··· TEXT SECTION ···

An oil spill would devastate the livelihoods of nearly four million Yemeni people, with fishing stocks taking 25 years to recover. (AFP)

In July, the government requested the UN Security Council to convene an urgent session to discuss the Safer issue amid concern that time was running out. In almost all their meetings with foreign envoys and diplomats, Yemeni officials bring up the matter of the tanker and the attendant risk of an environmental disaster in the Red Sea. For the past several months, Western and Arab diplomats, UN officials, aid organizations and experts too have underscored the urgency of breaking the deadlock in order to avert a human, economic and environmental catastrophe.

In July, the UN described the rusting tanker as a “ticking time bomb,” adding that the tanker’s cargo of oil could cause an environmental disaster four times bigger than the 1989 Exxon Valdez spill off Alaska. Last week, the UN Secretary-General Antonio Guterres added his voice to the growing concern over the deadlock by appealing to the Houthi militia to give UN experts access to the oil tanker.

As for the Trump administration, its views were conveyed via a tweet by the US mission to the UN that said: “The US calls on the Houthis to cease obstruction and interference in aid ops and fuel imports. We urge the Houthis to cease their assault on religious freedom and to permit UN technical teams immediate, unconditional access to the Safer oil tanker.”

In comments to Arab News in June, Michael Aron, the British ambassador to Yemen, said unless the Houthi leadership allowed experts to address the FSO Safer’s problems, the potential damage to the environment is far greater than that caused by the recent spillage of 20,000 tons of fuel in Russia’s Siberia. “The threat to the environment in the Red Sea is enormous, and will impact on all the countries who share this coastline,” he said.

···

REQUIRED ACTION A
List every passage that the text on the FSO Safer tanker places inside quotation marks.
REQUIRED ACTION B
Extend the text on the FSO Safer tanker, picking up after its final sentence.

··· DATASET ENTRIES ···

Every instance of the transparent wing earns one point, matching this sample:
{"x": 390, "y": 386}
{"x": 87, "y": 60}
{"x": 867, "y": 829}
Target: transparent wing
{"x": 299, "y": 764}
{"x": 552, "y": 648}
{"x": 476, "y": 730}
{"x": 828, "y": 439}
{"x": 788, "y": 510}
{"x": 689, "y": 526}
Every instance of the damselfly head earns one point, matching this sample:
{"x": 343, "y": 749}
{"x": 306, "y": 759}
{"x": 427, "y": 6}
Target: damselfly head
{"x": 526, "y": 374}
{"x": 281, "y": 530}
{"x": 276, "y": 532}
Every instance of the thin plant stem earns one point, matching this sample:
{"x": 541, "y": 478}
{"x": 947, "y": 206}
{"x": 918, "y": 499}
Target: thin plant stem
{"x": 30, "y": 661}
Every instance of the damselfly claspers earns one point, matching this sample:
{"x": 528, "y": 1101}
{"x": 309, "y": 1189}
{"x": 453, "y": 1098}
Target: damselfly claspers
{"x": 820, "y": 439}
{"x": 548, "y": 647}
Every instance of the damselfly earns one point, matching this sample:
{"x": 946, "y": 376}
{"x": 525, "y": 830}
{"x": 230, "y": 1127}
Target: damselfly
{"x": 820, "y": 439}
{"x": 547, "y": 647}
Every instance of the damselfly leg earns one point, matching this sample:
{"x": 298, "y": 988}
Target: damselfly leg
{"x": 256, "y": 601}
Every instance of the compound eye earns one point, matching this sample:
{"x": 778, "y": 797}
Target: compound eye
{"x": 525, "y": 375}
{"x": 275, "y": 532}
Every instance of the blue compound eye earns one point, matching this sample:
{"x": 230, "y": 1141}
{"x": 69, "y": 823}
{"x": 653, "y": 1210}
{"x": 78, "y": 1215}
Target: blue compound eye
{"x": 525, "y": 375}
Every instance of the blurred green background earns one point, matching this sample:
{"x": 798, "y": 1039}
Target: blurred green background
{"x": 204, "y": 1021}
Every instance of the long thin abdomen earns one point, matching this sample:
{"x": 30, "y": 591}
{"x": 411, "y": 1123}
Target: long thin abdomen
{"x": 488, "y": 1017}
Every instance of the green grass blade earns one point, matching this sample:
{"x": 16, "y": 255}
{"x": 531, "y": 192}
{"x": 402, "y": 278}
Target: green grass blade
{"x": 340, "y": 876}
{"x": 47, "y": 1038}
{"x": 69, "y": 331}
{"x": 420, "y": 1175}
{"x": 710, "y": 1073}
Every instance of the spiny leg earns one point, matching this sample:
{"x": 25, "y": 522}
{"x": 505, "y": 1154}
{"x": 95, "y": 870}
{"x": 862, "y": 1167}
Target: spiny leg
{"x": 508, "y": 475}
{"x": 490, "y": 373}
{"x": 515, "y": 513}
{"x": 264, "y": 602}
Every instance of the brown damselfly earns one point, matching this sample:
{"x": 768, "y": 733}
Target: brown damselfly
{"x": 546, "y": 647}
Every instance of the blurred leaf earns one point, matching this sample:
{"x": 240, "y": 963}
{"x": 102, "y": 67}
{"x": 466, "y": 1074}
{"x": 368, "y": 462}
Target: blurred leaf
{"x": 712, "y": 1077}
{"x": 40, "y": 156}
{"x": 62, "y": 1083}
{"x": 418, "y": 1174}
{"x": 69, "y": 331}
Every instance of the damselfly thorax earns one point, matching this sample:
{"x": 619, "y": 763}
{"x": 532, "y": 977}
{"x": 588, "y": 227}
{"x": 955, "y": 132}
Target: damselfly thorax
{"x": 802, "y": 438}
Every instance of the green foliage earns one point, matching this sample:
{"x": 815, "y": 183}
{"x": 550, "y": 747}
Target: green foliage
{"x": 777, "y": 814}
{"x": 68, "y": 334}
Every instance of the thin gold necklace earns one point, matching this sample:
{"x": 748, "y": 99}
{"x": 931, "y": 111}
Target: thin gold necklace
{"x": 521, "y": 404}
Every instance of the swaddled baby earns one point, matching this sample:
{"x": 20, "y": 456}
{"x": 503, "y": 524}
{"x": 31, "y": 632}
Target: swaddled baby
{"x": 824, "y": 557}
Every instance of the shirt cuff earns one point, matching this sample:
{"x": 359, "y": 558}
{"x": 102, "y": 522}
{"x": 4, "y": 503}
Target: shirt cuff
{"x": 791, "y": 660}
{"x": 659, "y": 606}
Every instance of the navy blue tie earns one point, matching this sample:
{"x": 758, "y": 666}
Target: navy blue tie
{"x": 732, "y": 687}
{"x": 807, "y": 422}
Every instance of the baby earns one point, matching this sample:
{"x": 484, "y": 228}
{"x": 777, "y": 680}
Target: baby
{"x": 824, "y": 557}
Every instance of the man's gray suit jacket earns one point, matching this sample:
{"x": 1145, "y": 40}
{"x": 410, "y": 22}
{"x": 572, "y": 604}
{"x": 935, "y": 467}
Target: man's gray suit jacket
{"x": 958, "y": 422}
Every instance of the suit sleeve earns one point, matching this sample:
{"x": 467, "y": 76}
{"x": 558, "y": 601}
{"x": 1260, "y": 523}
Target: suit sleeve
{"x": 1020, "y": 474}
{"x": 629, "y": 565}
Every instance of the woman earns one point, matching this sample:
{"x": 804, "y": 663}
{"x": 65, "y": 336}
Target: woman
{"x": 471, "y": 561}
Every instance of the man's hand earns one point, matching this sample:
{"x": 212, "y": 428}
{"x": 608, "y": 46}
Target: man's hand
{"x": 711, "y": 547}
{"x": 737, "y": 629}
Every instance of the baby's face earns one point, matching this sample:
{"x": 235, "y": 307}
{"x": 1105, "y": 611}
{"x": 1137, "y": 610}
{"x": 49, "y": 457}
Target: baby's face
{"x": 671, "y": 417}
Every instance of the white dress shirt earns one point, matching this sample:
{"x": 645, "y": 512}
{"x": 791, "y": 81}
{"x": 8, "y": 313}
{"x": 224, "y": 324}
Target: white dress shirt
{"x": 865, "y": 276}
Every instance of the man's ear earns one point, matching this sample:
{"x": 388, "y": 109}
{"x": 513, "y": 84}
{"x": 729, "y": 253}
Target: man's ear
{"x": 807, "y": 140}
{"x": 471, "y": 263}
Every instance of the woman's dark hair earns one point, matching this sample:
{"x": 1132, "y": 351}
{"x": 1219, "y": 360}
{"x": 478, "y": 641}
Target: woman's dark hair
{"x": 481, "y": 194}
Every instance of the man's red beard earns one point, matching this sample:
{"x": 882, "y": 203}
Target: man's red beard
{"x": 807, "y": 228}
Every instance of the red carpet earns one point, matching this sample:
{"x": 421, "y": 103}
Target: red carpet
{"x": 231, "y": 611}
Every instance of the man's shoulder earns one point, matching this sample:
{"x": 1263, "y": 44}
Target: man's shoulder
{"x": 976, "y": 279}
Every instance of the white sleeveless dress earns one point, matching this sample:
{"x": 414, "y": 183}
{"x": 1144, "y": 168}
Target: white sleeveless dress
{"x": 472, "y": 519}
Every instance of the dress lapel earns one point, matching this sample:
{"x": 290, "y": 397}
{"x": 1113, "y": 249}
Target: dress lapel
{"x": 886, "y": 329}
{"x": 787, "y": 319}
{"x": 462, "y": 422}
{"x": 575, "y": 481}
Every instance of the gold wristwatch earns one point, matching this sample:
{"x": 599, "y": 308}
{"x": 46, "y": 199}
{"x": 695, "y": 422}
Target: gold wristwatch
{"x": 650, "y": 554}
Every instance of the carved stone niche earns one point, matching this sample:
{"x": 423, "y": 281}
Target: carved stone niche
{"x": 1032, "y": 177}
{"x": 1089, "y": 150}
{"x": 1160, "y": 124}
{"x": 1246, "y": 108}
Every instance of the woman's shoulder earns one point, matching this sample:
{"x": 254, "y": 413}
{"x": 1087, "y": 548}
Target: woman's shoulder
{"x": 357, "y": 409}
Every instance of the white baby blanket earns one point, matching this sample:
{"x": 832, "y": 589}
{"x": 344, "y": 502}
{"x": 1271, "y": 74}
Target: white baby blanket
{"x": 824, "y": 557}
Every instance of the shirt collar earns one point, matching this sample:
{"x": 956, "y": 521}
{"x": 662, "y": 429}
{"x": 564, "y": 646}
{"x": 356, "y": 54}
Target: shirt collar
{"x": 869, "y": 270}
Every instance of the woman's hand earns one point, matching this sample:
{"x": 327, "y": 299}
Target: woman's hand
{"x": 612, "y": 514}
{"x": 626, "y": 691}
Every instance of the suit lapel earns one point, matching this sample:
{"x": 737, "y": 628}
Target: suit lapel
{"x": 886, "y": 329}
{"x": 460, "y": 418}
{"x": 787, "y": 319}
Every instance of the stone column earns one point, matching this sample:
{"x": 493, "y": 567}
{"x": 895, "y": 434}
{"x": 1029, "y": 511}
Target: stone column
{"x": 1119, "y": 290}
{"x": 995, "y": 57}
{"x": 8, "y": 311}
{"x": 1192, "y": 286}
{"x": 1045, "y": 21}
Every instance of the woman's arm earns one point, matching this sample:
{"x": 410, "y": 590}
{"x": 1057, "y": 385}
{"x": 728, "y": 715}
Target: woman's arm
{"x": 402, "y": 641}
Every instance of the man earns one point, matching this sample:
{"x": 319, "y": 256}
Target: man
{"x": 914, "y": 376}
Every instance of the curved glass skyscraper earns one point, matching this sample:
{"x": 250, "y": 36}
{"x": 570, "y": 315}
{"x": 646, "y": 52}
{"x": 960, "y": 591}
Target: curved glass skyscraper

···

RESPONSE A
- “ticking time bomb,”
- “The US calls on the Houthis to cease obstruction and interference in aid ops and fuel imports. We urge the Houthis to cease their assault on religious freedom and to permit UN technical teams immediate, unconditional access to the Safer oil tanker.”
- “The threat to the environment in the Red Sea is enormous, and will impact on all the countries who share this coastline,”

RESPONSE B
Independent researchers too say the condition of Safer is deeply concerning. In a paper for the Atlantic Council in 2019 entitled “Why the massive floating bomb in the Red Sea needs urgent attention,” energy experts Dr. Ian Ralby, Dr. David Soud and Rohini Ralby said the potential consequences of an oil-tanker disaster in the area include an end to the two-year ceasefire in Hodeidah and an aggravation of Yemen’s humanitarian crisis.

“The risk of explosion increases by the day, and if that were to happen, not only would it damage or sink any ships in the vicinity, but it would create an environmental crisis roughly four and a half times the size of the Exxon Valdez oil spill,” the three scientists said. Other experts have speculated that just a stray bullet from an exchange of fire between rival factions could trigger off an explosion of the FSO Safer’s oil cargo.

Yemeni NGO Holm Akhdar says 126,000 people working in the fishing industry could lose their jobs in the case of a disaster.

“Even worse, given the complexity of this war, an errant bullet or shell from any one of the combatants could trigger a blast as large as Beirut’s August 4th disaster, prompting a historic oil spill,” Dave Harden, managing director of Georgetown Strategy Group, wrote in an op-ed in The Hill last month. He added: “Clean-up efforts would be daunting — given the insecurity of being in a war zone and the additional health risks from COVID-19.”

Similar concerns have been expressed by local government officials and fishermen in Hodeidah. Waleed Al-Qudaimi, deputy governor of Hodeidah, said that any spillage from the FSO Safer would create a humanitarian crisis as severe as the one caused by the Houthi insurgency.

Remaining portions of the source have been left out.